» **Cosa farai**
• A. Rispondi a queste domande sul testo dedicato al cibo italiano nello spazio, segnando le risposte con le stesse sigle:
(i) Di che cosa è sinonimo la cucina italiana nel mondo?
(ii) Alla conquista di che cosa hanno scelto di spingersi le eccellenze del gusto italiane?
(iii) Con che cosa si unisce l'esperienza di aziende leader e chef stellati?
• B. Prosegui il testo sul cibo italiano nello spazio, cominciando subito dopo l'ultima frase.

» **Estratto del testo**
==========

POLITECNICO DI TORINOL’Italia, si sa, vanta una lunga tradizione gastronomica, che ha reso la cucina italiana un sinonimo di qualità, gusto, varietà e salute a livello mondiale. Il nostro mondo, però, da alcuni anni sembra stare un po’ stretto alle eccellenze del gusto nostrane, che hanno quindi scelto di spingersi alla conquista dello spazio. L’Italia ha assunto fin da subito un grande impegno nei progetti spaziali, impegno che ha toccato diversi ambiti: l’esplorazione dello spazio, infatti, non si limita alle competenze di ingegneri aerospaziali, astronauti o altri tecnici del settore, ma coinvolge anche realtà che apparentemente nulla condividono con questo ambito. Ecco allora che l’esperienza di aziende leader e chef stellati si coniuga con l’avanguardia della ricerca scientifica e l’innovazione tecnologica, per portare il cibo italiano nello spazio.

==========

» **Dati registrati**
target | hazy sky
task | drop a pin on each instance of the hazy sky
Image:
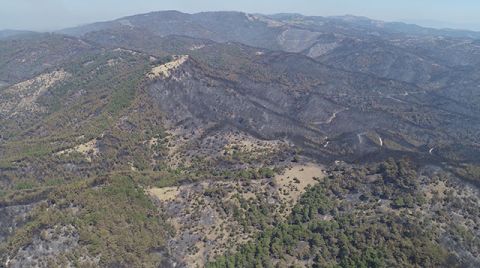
(56, 14)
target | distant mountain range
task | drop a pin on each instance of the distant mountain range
(161, 139)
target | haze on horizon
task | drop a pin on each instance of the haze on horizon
(50, 15)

==========

» **Risultati per compito**
• A.
(i) Di qualità, gusto, varietà e salute.
(ii) Dello spazio.
(iii) Con l'avanguardia della ricerca scientifica e l'innovazione tecnologica.

• B.
Per toccare con mano il ruolo dell’Italia nella ricerca di soluzioni innovative per garantire agli astronauti l’approvvigionamento di cibi di alta qualità, il Politecnico ha ospitato il 6 luglio scorso il dibattito “Il cibo italiano nello spazio. Sfide ed opportunità”, organizzato da Politecnico, Aesa Torino e UPXE (Unito-Polito for Expo Exto). La conferenza, organizzata dal professor Giancarlo Genta del Dipartimento di Ingegneria Meccanica e Aerospaziale, è stata l’occasione per conoscere in che modo vengono prodotti e consumati gli alimenti che ogni giorno forniscono il nutrimento essenziale agli astronauti che vivono all’interno della Stazione Spaziale Internazionale (ISS); la stazione, in orbita a 400 chilometri sopra le nostre teste, da quando è stata lanciata nel 1998, ha fornito circa 40.000 pasti alle donne e agli uomini che lì hanno vissuto e lavorato. Un numero, questo, che aiuta a far comprendere il peso della tematica affrontata nel corso del dibattito; un dato a cui si aggiungono le sfide poste dall’alimentazione nello spazio: l’assenza di gravità (che altera anche l’olfatto e, quindi, la percezione dei sapori), la necessità di avere cibi salutari e nutrienti e che possano stare per lunghi periodi al di fuori di sistemi di refrigerazione.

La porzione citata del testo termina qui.